Work instructions:
In the article below about Ghana's Mental Health Bill, who pronounced the bill passed? Please give the name and title.

Document text:
────
Ghana Parliament finally passes Mental Health Bill after 8-years delay

The Accra Psychiatric HospitalAfter years of waiting and agitation by civil society groups the Mental Health Bill was unexpectedly passed by Parliament Friday, amidst wild applause by psychiatric doctors and nurses who had thronged the House to listen to proceedings.

Years of waiting in anxiety by the doctors and nurses suddenly turned to joy as they could not believe that their dream could come through so suddenly.

The passage of the bill was unexpected, since after the completion of the consideration stage to deal with the numerous amendments the few MPs in the chamber as well as the psychiatric doctors and nurses who were waiting in the public gallery, thought that the bill would be passed next week.

One could therefore not blame the doctors and nurses when they discarded parliamentary norms and practice and clapped unceasingly when the Second Deputy Speaker, Professor Michael Quaye pronounced the bill passed.

Earlier when everybody thought the Majority Leader, Cletus Avoka was going to move the motion for the adjournment of the House, he rather informed the Second Deputy Speaker that the House had to take the bill through the third reading.
────
Provided information:
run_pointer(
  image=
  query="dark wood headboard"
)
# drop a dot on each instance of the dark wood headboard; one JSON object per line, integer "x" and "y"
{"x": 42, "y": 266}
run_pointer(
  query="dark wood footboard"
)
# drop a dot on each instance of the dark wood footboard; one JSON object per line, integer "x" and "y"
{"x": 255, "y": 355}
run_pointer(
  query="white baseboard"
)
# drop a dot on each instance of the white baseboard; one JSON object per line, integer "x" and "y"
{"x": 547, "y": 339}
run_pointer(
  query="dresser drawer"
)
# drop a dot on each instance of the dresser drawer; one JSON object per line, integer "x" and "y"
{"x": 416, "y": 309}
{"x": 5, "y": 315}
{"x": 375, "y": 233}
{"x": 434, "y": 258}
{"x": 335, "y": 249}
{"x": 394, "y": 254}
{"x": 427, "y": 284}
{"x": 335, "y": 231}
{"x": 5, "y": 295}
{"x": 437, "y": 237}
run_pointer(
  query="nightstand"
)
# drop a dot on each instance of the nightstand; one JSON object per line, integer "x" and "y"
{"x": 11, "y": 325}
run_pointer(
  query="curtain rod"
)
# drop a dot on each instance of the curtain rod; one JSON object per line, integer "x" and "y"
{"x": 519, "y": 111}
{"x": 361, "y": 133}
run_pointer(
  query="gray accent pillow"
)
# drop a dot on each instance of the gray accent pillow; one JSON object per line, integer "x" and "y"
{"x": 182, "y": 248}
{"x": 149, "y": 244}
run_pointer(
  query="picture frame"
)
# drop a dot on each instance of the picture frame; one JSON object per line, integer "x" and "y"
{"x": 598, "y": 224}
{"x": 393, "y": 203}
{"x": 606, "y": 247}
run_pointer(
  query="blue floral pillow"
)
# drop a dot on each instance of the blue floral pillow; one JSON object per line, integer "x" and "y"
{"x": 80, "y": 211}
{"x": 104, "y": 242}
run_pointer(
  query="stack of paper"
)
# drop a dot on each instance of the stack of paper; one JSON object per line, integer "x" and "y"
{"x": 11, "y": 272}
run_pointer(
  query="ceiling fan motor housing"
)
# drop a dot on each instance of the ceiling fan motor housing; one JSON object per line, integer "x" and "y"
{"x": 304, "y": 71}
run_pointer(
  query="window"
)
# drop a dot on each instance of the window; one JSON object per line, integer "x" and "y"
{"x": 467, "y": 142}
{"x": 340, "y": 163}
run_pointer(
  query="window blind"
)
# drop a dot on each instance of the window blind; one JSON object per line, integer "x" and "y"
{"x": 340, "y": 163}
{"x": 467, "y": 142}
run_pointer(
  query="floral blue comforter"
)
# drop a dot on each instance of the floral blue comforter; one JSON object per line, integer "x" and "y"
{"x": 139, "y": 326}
────
Solution to this problem:
The Second Deputy Speaker, Professor Michael Quaye.